• OBJECTIVE:
Can you retype every record below exactly as written?

• GIVEN ENTRIES:
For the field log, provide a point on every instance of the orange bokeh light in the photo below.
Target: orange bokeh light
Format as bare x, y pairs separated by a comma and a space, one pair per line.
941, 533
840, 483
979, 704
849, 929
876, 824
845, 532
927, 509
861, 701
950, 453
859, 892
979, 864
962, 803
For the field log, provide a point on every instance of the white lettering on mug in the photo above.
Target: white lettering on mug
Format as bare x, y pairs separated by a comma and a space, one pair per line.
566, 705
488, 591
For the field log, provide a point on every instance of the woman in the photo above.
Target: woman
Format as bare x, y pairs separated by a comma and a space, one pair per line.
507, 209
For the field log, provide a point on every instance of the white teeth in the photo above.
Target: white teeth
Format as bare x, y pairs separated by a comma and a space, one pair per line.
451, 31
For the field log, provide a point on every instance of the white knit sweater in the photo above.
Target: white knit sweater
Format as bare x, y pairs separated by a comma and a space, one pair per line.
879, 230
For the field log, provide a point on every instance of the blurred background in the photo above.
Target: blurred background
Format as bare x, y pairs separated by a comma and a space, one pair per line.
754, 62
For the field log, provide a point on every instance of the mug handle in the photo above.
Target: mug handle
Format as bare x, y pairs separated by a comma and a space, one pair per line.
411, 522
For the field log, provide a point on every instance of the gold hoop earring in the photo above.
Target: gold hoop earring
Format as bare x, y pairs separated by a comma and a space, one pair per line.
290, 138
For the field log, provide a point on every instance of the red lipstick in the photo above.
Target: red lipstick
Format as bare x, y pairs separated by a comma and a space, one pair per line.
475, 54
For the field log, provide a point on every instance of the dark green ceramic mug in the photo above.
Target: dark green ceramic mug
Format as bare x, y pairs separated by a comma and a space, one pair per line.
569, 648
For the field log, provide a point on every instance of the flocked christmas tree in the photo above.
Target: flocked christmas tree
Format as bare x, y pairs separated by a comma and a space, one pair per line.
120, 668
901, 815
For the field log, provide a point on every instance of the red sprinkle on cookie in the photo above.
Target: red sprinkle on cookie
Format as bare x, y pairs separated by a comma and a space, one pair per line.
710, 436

• ANSWER FOR THE TASK:
For the field log, provide a point on every instance of the orange bokeh light in the photo below.
Target: orange bokeh light
Format as bare x, y pairs separated by a comma and a space, one pair per line.
941, 533
840, 483
979, 704
849, 929
876, 824
845, 532
927, 509
861, 701
950, 453
859, 892
979, 864
962, 803
For the field log, provide a point on every instance of the white lettering on mug in the photo above.
Target: white lettering on mug
Format as bare x, y pairs separated by a comma and a space, one pair per line.
566, 705
488, 591
For the field log, provide a point on every instance of the woman in the photo above.
Target: woman
Format as bare x, y pairs separated by a comma and a space, one pair per line.
507, 209
For the field log, provide a point on every instance of the white teeth in the photo above.
Target: white teeth
Format as bare x, y pairs separated by a comma and a space, one pair per line.
451, 31
For the field log, provide a point on every instance of the white knit sweater in the photo above.
Target: white knit sweater
Format as bare x, y pairs separated by a comma and a space, one pair per line.
879, 230
For the field log, provide a point on every instance of the blurred background in the photo above.
Target: blurred background
Format as bare x, y pairs separated by a comma and a space, one pair per line.
754, 62
For the field log, provide a point on every instance of the mug handle in the photo above.
Target: mug handle
Format as bare x, y pairs separated by a comma and a space, one pair per line.
411, 522
For the field log, provide a point on every instance of the gold hoop earring in the photo above.
Target: gold hoop earring
Format as bare x, y pairs separated by a comma and a space, one pair per line.
290, 138
For the field log, provide a point on every instance of the red lipstick in the photo above.
Target: red lipstick
Format as bare x, y pairs separated by a comma and a space, one pair per line.
475, 54
For the field log, provide a point on every instance of the dark green ceramic mug in the photo above.
Target: dark green ceramic mug
Format as bare x, y pairs separated by a comma and a space, one pair per line.
569, 648
For the field log, provide a point on every instance of the flocked christmas tree in the photo above.
Target: flocked christmas tree
Format as bare x, y pairs separated by a comma and a space, one pair per line.
120, 668
901, 815
For the field log, provide a point on every instance of the red sprinkle on cookie in the photo above.
Target: red sprinkle on cookie
Format as bare x, y pairs separated by a comma and a space, one pair per line.
710, 436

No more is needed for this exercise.